▶ WRITTEN PROBLEM
Reproduce the data verbatim, beginning with its first line and stopping after the line that contains "[655, 1142]".

▶ INPUT FOR THIS TASK
** Start **
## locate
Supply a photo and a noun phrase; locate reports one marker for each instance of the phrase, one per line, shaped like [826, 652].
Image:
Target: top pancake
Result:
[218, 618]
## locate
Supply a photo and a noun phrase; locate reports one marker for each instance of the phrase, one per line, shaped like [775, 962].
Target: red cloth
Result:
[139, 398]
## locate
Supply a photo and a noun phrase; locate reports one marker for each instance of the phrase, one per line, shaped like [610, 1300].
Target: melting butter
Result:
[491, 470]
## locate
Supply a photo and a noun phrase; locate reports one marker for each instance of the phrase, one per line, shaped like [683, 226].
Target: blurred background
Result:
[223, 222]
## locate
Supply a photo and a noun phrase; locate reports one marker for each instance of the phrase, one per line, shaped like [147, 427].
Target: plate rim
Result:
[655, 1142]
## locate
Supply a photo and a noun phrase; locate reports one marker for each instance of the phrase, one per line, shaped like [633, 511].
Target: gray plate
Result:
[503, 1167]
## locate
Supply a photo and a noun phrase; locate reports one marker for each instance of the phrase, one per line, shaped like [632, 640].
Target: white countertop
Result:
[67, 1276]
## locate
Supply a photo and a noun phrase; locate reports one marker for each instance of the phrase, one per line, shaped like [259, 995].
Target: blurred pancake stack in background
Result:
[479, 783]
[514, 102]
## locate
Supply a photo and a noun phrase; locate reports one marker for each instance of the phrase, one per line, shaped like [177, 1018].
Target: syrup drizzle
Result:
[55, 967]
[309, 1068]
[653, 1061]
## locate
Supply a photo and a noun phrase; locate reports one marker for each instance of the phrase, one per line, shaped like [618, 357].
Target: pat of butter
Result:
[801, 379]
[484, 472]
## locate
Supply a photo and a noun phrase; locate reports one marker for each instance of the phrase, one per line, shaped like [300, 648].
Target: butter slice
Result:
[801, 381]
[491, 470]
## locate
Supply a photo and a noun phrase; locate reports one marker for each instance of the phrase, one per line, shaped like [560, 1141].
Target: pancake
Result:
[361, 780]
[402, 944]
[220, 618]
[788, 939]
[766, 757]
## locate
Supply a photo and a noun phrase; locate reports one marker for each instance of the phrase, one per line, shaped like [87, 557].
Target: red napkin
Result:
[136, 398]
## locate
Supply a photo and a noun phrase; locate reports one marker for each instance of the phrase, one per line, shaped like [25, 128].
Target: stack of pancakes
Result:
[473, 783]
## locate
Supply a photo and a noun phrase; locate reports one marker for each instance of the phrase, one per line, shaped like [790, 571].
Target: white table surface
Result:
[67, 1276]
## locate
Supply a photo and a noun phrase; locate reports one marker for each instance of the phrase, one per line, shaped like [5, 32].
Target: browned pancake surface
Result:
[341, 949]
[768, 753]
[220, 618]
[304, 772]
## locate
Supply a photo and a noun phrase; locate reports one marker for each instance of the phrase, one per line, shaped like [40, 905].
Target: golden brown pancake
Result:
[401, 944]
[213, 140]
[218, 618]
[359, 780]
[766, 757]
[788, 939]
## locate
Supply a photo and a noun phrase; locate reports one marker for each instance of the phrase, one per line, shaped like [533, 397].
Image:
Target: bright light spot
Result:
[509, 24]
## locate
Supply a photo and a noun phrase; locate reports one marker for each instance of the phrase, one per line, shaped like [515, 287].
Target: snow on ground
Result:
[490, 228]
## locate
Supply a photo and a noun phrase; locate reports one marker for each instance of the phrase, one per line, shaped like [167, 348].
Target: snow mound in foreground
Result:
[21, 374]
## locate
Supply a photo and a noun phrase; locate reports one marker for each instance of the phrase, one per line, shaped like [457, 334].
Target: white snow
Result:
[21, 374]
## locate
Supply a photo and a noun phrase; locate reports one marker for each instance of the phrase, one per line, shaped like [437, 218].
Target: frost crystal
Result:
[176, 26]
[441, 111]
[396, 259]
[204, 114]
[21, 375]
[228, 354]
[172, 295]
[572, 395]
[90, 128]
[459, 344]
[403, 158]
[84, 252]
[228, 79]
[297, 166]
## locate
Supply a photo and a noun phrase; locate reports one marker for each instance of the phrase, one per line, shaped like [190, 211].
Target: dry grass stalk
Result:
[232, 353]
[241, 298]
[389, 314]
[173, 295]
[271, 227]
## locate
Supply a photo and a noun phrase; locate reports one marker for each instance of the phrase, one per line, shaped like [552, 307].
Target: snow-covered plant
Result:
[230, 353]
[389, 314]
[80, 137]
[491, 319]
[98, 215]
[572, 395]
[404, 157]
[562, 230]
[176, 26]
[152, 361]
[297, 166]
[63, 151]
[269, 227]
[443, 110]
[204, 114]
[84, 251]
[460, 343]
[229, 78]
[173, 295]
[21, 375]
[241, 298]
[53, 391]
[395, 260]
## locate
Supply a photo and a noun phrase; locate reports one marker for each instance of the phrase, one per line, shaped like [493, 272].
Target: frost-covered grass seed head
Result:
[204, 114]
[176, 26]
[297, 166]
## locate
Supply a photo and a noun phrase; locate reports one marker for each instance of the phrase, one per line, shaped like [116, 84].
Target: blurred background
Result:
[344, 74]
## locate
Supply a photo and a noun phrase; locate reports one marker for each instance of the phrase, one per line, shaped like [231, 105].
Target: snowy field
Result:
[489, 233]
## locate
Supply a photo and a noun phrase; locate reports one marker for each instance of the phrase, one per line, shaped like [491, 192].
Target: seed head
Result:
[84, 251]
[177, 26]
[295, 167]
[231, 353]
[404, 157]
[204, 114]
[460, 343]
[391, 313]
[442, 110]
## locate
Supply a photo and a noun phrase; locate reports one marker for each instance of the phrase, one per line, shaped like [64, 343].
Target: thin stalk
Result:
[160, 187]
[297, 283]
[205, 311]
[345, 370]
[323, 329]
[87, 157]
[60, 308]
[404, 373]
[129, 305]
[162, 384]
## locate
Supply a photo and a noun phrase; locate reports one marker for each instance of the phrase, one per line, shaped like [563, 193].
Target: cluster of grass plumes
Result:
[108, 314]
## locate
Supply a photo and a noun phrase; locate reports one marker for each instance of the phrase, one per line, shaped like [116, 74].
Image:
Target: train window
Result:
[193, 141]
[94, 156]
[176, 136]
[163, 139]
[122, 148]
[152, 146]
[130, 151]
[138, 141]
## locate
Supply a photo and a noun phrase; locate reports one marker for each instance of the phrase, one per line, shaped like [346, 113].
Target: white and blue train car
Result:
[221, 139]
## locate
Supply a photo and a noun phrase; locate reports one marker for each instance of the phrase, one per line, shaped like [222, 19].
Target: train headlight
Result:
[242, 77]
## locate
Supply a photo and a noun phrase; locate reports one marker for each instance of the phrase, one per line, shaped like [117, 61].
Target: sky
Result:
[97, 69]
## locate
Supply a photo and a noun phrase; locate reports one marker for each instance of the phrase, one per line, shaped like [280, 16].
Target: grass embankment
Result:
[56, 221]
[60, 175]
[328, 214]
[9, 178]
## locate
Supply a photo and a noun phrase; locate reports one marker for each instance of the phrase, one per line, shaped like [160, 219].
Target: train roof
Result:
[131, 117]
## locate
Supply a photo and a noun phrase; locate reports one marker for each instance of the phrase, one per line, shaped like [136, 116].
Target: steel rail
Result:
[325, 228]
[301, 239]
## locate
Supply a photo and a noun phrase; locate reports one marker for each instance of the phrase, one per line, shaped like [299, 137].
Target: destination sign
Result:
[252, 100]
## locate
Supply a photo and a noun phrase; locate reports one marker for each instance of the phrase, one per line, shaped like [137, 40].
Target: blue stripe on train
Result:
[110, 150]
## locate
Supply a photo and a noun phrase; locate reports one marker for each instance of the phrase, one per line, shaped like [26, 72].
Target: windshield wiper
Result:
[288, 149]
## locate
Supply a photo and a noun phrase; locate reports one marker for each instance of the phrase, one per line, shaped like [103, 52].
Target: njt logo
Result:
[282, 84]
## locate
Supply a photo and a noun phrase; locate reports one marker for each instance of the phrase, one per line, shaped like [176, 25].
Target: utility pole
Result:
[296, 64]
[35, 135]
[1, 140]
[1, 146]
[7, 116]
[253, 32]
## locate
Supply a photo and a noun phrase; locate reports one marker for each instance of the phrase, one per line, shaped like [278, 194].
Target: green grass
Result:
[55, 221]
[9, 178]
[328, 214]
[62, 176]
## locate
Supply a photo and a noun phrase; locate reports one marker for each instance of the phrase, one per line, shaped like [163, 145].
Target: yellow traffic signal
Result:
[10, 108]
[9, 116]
** End **
▶ FULL RESPONSE
## locate
Supply a photo and a noun phrase; locate reports one marker for each instance of the phrase, one per line, shaped like [826, 652].
Image:
Target: top pancake
Result:
[218, 618]
## locate
Supply a photo and a noun phrase; locate reports one marker for each instance of the phrase, one per line, shaped like [775, 962].
Target: red cloth
Result:
[139, 398]
## locate
Supply a photo and a noun phrase; locate reports one marker for each instance of the phrase, one per line, shaped like [610, 1300].
Target: melting butter
Result:
[491, 470]
## locate
Supply a photo and a noun phrase; locate reports one marker for each instance of the phrase, one per line, shaped like [683, 226].
Target: blurred background
Result:
[223, 222]
## locate
Supply a photo and a noun phrase; locate reports one marker for each instance of the phrase, one per line, shaped like [147, 427].
Target: plate rim
Result:
[655, 1142]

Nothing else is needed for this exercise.